- Task directions: Write out word for word each line from the one containing "the sword, each" through the close of the listing, including both ends. Pictures do not belong in the copy.

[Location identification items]

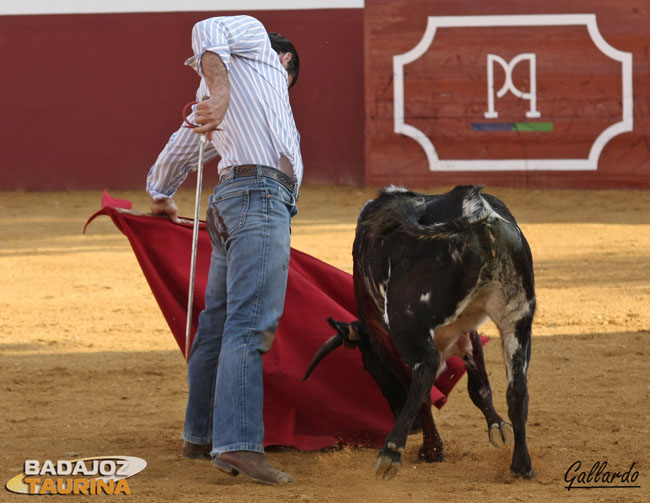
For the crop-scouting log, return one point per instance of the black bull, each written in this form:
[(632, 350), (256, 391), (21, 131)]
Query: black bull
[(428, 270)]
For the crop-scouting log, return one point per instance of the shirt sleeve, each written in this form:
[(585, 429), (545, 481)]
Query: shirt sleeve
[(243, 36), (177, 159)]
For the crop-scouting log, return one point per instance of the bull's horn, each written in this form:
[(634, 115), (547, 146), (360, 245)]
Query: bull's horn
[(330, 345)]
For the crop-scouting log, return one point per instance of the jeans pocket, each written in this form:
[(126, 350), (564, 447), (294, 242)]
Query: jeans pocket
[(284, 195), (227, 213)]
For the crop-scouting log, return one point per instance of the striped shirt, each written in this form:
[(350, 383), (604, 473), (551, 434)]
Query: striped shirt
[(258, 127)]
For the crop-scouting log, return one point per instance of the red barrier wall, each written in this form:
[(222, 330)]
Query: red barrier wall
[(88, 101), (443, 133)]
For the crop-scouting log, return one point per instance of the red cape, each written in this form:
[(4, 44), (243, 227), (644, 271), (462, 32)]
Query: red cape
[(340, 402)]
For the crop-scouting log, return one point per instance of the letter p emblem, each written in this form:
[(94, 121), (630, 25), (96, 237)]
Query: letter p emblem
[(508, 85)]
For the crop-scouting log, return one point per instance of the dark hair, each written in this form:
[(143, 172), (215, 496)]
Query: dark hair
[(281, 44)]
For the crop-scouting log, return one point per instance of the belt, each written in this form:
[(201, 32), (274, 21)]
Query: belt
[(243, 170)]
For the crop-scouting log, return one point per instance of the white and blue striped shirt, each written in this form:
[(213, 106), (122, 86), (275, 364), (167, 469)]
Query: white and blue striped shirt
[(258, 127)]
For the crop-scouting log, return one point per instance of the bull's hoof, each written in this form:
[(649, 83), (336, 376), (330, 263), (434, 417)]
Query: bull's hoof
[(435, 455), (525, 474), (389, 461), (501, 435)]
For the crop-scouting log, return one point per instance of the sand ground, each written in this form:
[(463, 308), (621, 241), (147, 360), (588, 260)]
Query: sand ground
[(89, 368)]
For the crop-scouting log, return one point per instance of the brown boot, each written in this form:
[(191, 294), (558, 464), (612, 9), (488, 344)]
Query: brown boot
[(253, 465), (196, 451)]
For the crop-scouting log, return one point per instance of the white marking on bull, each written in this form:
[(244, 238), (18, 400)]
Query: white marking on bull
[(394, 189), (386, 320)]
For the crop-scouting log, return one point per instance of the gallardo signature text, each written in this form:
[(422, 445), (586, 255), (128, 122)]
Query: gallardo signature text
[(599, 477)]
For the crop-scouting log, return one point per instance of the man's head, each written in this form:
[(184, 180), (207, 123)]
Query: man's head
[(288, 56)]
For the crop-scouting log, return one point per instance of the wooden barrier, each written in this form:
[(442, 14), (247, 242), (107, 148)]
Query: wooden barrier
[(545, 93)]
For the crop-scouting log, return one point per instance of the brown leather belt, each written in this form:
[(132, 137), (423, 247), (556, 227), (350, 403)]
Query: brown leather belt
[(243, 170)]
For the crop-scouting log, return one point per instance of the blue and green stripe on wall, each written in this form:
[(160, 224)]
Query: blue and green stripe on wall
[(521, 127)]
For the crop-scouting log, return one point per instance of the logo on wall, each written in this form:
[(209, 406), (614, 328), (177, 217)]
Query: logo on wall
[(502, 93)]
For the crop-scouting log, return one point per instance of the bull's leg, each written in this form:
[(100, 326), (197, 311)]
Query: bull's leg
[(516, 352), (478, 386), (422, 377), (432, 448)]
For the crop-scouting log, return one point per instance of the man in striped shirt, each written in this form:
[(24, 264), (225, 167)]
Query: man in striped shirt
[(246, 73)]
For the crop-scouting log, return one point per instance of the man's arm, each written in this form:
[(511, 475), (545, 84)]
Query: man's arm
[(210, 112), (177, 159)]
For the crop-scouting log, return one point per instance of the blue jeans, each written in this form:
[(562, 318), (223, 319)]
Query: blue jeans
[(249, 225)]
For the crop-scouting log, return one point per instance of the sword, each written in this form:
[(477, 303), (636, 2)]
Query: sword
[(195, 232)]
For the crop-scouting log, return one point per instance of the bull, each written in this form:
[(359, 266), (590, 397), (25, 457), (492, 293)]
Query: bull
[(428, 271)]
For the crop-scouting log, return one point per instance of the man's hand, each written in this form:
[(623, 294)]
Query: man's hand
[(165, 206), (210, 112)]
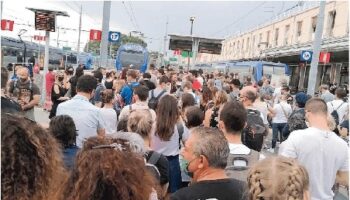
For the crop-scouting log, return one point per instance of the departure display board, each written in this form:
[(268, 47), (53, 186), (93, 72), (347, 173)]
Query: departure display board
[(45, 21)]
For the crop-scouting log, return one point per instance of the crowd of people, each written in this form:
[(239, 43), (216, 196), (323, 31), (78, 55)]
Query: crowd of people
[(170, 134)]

- Response for this exercise:
For the crop-scouting log, return one point per instance of the sword, each written in this form:
[(477, 303), (636, 2)]
Query: sword
[(195, 232)]
For the crop-scouting log, return one point per instance of the bull, each written in this form:
[(359, 266), (590, 397), (25, 457), (492, 293)]
Query: bull
[(428, 271)]
For the crop-scouting log, return one point per instance of the man's hand, each written in this form:
[(623, 294)]
Query: man's hand
[(165, 206), (210, 112)]
For the crop-scouting log, return one point per instance of the departure display board, each written in this form:
[(268, 47), (53, 186), (93, 72), (347, 173)]
Query: departure display board
[(45, 21)]
For the crop-scouting log, return one point per instance of the crowd of people, each written in this form:
[(239, 43), (216, 196), (323, 31), (78, 55)]
Query: crowd of people
[(170, 134)]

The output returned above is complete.